## Quoted passage
────────────────

© Valeria Cherchi.
This year, the festival extends beyond its annual home in Copeland Park, featuring an exhibition at South London Gallery and a “very small book fair” under Peckham Rye’s railway arches
Returning to South East London once again, this year’s Peckham 24 is themed FACT FICTION FANTASY. The works on show play with the slippery distinctions between those three words, probing ideas of truth and imagination.
Opening this Friday and running till Sunday 15 May, the festival was founded in 2016 by curator Vivienne Gamble and artist Jo Dennis. It was conceived as a way to extend the celebrations of photography that take place during Photo London each year, out to the south of the city.
Projects on display include a surrealist show by Venezuelan artist Lucia Pizzani, a dreamlike exploration of magic and superstition by German artist Elena Helfrecht, and an installation set to upend notions of image consumption with works by Ruth Beraha, Alix Marie and Jonny Briggs. As part of a wider project exhibiting artists who grew up in Northern Ireland during The Troubles, Gareth McConnell presents a vivid series of floral hallucinations.
Last year’s festival was themed SOLIDARITY: a direct response to the waves of public protest during the pandemic. “We began the new year thinking that we were turning a corner post-pandemic, and that 2022 was going to be a year of positive regeneration,” says Gamble. When Russia invaded Ukraine on 24 February 2022, the team had already agreed on FACT FICTION FANTASY, but considered changing its theme to reflect on the war.

────────────────

## Activity list
1. Rewrite the part of the Peckham 24 article that opens with the words "Opening this Friday" and closes with "of the city.", changing "curator" to "gallerist".
2. Write the next portion of the Peckham 24 festival article, beginning right after its final sentence.

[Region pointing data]
────────────────

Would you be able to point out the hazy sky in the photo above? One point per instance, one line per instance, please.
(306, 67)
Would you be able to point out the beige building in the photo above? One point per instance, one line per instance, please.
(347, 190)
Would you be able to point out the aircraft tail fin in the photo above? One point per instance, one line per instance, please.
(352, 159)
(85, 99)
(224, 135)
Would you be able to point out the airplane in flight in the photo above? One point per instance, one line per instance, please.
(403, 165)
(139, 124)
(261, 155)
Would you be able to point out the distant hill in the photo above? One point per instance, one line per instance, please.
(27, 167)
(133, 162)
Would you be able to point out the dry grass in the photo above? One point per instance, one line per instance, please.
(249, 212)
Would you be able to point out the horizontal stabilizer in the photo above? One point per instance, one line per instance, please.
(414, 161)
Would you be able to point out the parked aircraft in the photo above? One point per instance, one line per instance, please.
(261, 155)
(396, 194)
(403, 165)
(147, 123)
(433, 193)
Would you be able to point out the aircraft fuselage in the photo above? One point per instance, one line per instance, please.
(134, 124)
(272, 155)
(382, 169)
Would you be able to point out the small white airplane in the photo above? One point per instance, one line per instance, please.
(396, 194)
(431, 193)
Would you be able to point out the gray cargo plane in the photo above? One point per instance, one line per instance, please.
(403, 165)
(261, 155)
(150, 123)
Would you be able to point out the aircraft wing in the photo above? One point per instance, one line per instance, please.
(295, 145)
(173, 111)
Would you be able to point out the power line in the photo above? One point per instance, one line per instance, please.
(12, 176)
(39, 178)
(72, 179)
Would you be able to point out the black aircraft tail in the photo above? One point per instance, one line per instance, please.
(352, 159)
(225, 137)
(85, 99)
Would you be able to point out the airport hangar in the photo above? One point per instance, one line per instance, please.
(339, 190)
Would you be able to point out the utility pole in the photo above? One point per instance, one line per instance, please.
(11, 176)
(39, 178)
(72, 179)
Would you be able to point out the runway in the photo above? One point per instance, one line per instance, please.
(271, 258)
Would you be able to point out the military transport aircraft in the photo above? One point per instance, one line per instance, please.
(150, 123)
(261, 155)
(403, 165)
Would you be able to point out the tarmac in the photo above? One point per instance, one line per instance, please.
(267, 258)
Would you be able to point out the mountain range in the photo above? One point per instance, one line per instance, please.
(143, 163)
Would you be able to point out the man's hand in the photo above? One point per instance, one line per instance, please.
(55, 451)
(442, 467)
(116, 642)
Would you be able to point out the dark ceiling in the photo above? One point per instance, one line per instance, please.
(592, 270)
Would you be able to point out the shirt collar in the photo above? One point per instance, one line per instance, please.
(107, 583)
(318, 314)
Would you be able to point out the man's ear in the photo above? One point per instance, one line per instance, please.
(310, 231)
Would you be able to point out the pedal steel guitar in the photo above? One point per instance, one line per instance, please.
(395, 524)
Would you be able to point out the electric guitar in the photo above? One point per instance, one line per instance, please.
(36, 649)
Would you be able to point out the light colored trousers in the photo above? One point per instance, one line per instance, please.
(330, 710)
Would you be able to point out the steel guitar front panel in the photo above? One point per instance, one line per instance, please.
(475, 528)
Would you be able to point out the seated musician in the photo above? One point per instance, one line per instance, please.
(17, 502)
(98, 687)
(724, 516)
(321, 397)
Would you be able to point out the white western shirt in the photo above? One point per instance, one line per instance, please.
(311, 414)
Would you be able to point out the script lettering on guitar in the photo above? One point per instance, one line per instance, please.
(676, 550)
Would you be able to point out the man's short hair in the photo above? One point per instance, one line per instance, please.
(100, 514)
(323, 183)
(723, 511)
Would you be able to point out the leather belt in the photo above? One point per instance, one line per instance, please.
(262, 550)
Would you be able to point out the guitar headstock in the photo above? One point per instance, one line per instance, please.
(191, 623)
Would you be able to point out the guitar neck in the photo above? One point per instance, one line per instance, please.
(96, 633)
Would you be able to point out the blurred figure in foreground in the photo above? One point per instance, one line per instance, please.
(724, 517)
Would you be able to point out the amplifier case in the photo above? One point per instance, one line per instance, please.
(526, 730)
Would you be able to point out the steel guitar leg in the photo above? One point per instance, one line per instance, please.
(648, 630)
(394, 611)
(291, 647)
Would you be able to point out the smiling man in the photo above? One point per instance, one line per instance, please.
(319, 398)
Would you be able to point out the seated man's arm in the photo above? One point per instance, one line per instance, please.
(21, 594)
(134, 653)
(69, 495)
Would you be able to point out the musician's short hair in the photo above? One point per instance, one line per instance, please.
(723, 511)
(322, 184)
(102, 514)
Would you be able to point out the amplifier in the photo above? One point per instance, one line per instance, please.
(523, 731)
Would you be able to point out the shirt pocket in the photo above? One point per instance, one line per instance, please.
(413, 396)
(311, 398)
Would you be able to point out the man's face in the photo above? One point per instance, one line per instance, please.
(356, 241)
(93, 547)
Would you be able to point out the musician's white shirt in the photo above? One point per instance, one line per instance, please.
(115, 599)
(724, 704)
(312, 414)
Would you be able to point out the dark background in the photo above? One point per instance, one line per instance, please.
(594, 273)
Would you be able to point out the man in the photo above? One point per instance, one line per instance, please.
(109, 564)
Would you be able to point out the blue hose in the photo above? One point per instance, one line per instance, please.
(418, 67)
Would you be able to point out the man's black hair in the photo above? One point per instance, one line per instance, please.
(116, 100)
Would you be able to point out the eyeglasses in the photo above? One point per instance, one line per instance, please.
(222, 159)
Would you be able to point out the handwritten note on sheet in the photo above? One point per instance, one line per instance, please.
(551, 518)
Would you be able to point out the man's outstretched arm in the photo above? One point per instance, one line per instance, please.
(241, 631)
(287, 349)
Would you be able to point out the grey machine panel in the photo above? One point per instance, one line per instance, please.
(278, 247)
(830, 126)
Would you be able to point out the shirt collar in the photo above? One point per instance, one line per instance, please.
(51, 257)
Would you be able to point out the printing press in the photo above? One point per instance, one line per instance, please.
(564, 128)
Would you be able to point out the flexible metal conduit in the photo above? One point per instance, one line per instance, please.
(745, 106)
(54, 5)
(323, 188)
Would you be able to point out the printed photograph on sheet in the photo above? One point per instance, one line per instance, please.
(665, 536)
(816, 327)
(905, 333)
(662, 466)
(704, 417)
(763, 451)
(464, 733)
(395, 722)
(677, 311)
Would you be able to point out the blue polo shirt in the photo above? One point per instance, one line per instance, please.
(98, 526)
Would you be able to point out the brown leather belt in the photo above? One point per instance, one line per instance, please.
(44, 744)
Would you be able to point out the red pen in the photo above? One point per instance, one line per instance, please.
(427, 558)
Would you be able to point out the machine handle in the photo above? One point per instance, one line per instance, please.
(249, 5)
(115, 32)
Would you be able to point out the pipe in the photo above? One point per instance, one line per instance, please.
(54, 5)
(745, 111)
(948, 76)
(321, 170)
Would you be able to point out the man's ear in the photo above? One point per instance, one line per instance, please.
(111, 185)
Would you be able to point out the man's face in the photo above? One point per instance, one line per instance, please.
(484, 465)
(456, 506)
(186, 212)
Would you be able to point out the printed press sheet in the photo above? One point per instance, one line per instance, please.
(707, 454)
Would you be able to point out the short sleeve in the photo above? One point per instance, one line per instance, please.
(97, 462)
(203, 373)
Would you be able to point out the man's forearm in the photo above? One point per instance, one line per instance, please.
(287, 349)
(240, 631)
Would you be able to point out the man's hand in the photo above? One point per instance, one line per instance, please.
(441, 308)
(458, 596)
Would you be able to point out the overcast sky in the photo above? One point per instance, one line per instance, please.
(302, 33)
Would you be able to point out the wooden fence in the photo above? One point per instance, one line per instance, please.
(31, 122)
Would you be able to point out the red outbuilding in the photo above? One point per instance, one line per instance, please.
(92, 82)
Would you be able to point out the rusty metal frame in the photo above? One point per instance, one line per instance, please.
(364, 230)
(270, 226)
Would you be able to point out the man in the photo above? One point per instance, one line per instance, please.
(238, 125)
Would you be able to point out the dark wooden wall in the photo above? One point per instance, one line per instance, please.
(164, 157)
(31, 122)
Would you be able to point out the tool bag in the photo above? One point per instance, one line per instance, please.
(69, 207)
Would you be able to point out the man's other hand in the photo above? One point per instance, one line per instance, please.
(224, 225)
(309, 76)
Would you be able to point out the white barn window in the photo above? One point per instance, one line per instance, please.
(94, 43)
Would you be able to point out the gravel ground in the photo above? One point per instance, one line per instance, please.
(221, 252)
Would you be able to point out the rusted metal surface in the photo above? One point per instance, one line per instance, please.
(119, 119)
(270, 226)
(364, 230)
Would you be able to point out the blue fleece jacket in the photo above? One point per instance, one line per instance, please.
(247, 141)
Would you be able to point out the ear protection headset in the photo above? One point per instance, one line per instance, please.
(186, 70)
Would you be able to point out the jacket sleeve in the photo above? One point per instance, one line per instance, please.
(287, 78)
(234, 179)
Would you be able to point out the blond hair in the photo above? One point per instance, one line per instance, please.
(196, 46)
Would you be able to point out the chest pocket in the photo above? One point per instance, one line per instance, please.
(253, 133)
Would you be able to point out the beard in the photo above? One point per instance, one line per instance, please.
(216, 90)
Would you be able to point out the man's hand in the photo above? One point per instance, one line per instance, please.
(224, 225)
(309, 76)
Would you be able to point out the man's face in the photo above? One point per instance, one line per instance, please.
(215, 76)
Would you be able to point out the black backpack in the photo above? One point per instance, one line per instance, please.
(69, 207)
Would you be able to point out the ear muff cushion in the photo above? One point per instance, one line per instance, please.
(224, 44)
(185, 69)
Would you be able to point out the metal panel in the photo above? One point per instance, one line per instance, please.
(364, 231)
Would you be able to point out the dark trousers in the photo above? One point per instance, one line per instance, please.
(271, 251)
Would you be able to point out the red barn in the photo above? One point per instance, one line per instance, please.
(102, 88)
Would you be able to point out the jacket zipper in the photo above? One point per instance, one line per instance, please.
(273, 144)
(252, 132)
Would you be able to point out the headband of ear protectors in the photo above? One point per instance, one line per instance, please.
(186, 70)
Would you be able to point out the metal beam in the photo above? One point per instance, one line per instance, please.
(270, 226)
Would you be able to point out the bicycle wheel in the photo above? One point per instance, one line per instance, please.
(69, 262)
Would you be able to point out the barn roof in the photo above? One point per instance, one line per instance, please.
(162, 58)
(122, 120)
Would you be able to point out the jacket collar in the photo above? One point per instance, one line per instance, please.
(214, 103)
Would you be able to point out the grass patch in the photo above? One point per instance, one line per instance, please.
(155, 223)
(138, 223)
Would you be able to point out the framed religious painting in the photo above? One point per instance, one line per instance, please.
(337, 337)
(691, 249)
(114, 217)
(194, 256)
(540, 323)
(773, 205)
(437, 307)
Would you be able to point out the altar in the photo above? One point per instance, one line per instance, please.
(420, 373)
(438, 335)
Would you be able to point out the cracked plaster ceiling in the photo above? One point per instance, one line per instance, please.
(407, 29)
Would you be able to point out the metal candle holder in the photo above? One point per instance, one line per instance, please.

────────────────

## Answers for the exercise
1.
Opening this Friday and running till Sunday 15 May, the festival was founded in 2016 by gallerist Vivienne Gamble and artist Jo Dennis. It was conceived as a way to extend the celebrations of photography that take place during Photo London each year, out to the south of the city.

2.
“Ultimately, though, we decided that optimism was important, as long as we balanced the festival programme in a way that incorporated dialogue on the more sinister forces at play,” says Gamble. “Hopefully the viewer will enjoy the tension between darkness and light which oscillates across our shows.”
A major new addition to this year’s programme is a partnership with South London Gallery, where it presents a show by Aishwarya Arumbakkam exploring themes of myth and identity. Another highlight is the festival’s Open Call winners, Rake Collective – who explores police states and systems of control – and Gisela Torres, who offers an uncanny dialogue with a figure from the past.
Alongside this year’s exhibitions, the festival is also partnering with Biblioteka – a photobook library space newly opened under the railway arches at Peckham Rye. “They are hosting ‘a very small bookfair’ of independent publishers which promises to be another welcome addition, especially for photo book lovers,” says Gamble.
Peckham 24 opens in on Friday 13 May at 6pm in Copeland Park, Peckham. The exhibitions and events will run until Sunday 15 May.